[Part of a data file]
* * *
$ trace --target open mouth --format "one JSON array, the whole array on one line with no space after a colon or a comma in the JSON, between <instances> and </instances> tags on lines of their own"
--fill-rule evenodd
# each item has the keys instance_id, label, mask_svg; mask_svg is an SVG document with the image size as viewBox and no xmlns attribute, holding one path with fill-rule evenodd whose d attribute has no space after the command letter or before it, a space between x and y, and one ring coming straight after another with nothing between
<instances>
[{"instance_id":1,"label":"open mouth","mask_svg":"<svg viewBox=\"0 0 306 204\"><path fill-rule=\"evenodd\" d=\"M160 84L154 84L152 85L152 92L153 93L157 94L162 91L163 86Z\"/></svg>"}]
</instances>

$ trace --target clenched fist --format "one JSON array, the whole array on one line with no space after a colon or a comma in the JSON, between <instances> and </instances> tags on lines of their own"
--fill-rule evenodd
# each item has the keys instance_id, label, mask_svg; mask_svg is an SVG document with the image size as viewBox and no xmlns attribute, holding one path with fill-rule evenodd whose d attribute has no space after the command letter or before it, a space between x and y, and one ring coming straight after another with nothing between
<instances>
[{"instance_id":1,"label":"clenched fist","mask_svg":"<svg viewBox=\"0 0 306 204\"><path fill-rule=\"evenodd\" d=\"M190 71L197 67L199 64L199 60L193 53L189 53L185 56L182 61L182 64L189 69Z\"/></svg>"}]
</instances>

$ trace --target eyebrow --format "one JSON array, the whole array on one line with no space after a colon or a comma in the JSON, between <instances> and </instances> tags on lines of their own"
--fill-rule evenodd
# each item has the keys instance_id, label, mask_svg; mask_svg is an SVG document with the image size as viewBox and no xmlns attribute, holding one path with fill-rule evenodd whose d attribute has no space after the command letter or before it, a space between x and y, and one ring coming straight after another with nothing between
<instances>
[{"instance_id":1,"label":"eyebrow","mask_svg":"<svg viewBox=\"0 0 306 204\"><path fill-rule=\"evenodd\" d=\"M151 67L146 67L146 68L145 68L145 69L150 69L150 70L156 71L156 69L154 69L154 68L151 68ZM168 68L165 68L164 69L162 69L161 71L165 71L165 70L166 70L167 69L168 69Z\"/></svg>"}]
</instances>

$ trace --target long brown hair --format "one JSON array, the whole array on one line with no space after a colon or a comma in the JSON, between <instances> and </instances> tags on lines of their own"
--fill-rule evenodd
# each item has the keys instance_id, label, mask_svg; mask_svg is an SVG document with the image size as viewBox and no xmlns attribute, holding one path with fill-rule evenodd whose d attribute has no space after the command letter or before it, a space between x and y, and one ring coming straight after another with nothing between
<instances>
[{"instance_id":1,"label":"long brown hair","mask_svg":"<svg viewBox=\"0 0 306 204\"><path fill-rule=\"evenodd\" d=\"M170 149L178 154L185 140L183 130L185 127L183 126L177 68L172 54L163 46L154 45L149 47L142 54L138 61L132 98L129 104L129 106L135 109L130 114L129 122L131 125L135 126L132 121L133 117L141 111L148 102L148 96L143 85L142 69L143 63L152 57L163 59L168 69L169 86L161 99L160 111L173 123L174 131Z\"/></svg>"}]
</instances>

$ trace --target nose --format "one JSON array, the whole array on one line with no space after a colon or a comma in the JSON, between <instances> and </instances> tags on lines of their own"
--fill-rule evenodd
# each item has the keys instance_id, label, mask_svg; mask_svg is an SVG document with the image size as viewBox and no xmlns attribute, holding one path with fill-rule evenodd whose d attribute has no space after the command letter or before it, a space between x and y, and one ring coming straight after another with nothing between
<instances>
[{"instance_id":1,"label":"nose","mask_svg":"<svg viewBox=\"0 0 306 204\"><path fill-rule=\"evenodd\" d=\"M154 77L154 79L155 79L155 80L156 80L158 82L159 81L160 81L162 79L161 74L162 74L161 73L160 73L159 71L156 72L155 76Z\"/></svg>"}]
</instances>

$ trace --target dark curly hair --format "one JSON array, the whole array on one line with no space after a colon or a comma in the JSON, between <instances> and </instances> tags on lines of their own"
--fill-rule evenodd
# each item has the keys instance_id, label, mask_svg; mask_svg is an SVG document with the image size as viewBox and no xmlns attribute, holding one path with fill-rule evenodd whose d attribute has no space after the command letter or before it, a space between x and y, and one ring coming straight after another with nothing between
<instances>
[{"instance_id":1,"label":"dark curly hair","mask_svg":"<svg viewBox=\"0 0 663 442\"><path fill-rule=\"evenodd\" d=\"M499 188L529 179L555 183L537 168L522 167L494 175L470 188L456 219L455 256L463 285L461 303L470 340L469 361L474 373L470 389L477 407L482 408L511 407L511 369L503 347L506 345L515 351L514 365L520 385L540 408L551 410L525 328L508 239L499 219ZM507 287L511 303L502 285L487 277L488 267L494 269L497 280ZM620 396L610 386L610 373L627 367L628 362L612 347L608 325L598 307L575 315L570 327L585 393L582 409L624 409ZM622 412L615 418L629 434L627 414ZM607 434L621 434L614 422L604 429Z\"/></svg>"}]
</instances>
* * *
Transcribe every line of the listing above with no changes.

$ trace --target open mouth --format "one JSON array, the whole array on one line with no space after a colon or a comma in the JSON, between <instances> and </instances> tags on lines of their own"
--fill-rule evenodd
# each item has the keys instance_id, label, mask_svg; mask_svg is an SVG document with the image size as viewBox and no xmlns attribute, holding one path with fill-rule evenodd whose d attribute has no space after the command letter or before it, a space between x and y, and one ring coming straight after another with nothing between
<instances>
[{"instance_id":1,"label":"open mouth","mask_svg":"<svg viewBox=\"0 0 306 204\"><path fill-rule=\"evenodd\" d=\"M160 84L154 84L152 85L152 92L153 93L157 94L162 91L163 86Z\"/></svg>"}]
</instances>

$ trace --target clenched fist --format "one JSON array, the whole array on one line with no space after a colon or a comma in the JSON, between <instances> and </instances> tags on lines of their own"
--fill-rule evenodd
# each item has the keys instance_id, label, mask_svg; mask_svg is an SVG document with the image size as viewBox and no xmlns attribute, holding one path with fill-rule evenodd whose d attribute has no space after the command letter or before it, a space between x and y, and one ring coming straight after another with nothing between
<instances>
[{"instance_id":1,"label":"clenched fist","mask_svg":"<svg viewBox=\"0 0 306 204\"><path fill-rule=\"evenodd\" d=\"M190 71L197 67L199 64L199 60L193 53L189 53L185 56L182 61L182 64L189 69Z\"/></svg>"}]
</instances>

$ trace --target eyebrow --format "one JSON array, the whole array on one line with no space after a colon or a comma in the JSON, between <instances> and </instances> tags on lines of their own"
--fill-rule evenodd
# each item has the keys instance_id, label, mask_svg; mask_svg is an SVG document with the image size as viewBox and no xmlns attribute, holding one path with fill-rule evenodd whose d attribute has no space after the command letter or before it, a space between x and y, and one ring coming straight after another with nothing between
<instances>
[{"instance_id":1,"label":"eyebrow","mask_svg":"<svg viewBox=\"0 0 306 204\"><path fill-rule=\"evenodd\" d=\"M151 67L146 67L146 68L145 68L145 69L150 69L150 70L156 71L156 69L154 69L154 68L151 68ZM168 68L165 68L164 69L162 69L161 71L165 71L165 70L166 70L167 69L168 69Z\"/></svg>"}]
</instances>

$ trace --target long brown hair --format "one JSON array, the whole array on one line with no space after a colon or a comma in the JSON, between <instances> and </instances> tags on lines of their own"
--fill-rule evenodd
# each item has the keys instance_id, label, mask_svg; mask_svg is an SVG document with the image size as viewBox and no xmlns attribute, holding one path with fill-rule evenodd whose d attribute has no space after the command letter or before it, a space between x and y, and one ring coming straight after another with nothing between
<instances>
[{"instance_id":1,"label":"long brown hair","mask_svg":"<svg viewBox=\"0 0 306 204\"><path fill-rule=\"evenodd\" d=\"M170 149L178 154L185 140L183 130L185 127L183 126L177 68L172 54L163 46L154 45L149 47L142 54L138 61L132 98L129 104L129 106L135 109L130 114L129 122L131 125L135 126L132 121L133 117L141 111L148 102L148 96L143 85L142 69L143 63L152 57L163 59L168 69L169 86L161 99L160 111L173 123L174 131Z\"/></svg>"}]
</instances>

$ trace --target nose --format "one JSON array, the whole array on one line with no space after a colon or a comma in the JSON, between <instances> and </instances> tags on lines of their own"
--fill-rule evenodd
# each item has the keys instance_id, label, mask_svg; mask_svg is an SVG document with the image size as viewBox and no xmlns attribute, holding one path with fill-rule evenodd whose d attribute has no space after the command letter or before it, a space between x and y, and one ring coming straight after another with nothing between
<instances>
[{"instance_id":1,"label":"nose","mask_svg":"<svg viewBox=\"0 0 306 204\"><path fill-rule=\"evenodd\" d=\"M154 77L154 79L155 79L155 80L156 80L158 82L159 81L160 81L162 79L161 74L162 74L161 73L160 73L159 71L156 72L155 76Z\"/></svg>"}]
</instances>

$ trace --target dark curly hair --format "one JSON array, the whole array on one line with no space after a colon or a comma in the JSON, between <instances> and </instances> tags on lines of their own"
--fill-rule evenodd
# each item has the keys instance_id, label, mask_svg; mask_svg is an SVG document with the image size as viewBox and no xmlns attribute, holding one path with fill-rule evenodd whose d attribute has no space after the command letter or before it, a space between x and y, and one ring coming straight after another with nothing between
<instances>
[{"instance_id":1,"label":"dark curly hair","mask_svg":"<svg viewBox=\"0 0 663 442\"><path fill-rule=\"evenodd\" d=\"M499 188L529 179L555 183L537 168L522 167L494 175L470 188L456 219L455 256L463 285L461 303L470 340L469 361L474 373L470 389L477 407L482 408L511 407L511 369L503 347L506 345L515 351L514 365L520 385L540 408L551 410L525 328L508 239L499 219ZM507 287L511 303L502 285L487 277L488 267L494 269L497 280ZM620 396L610 386L610 373L627 367L628 362L612 347L608 325L598 307L575 315L570 327L585 393L582 409L624 409ZM622 412L615 418L629 434L627 414ZM607 434L621 434L614 422L604 429Z\"/></svg>"}]
</instances>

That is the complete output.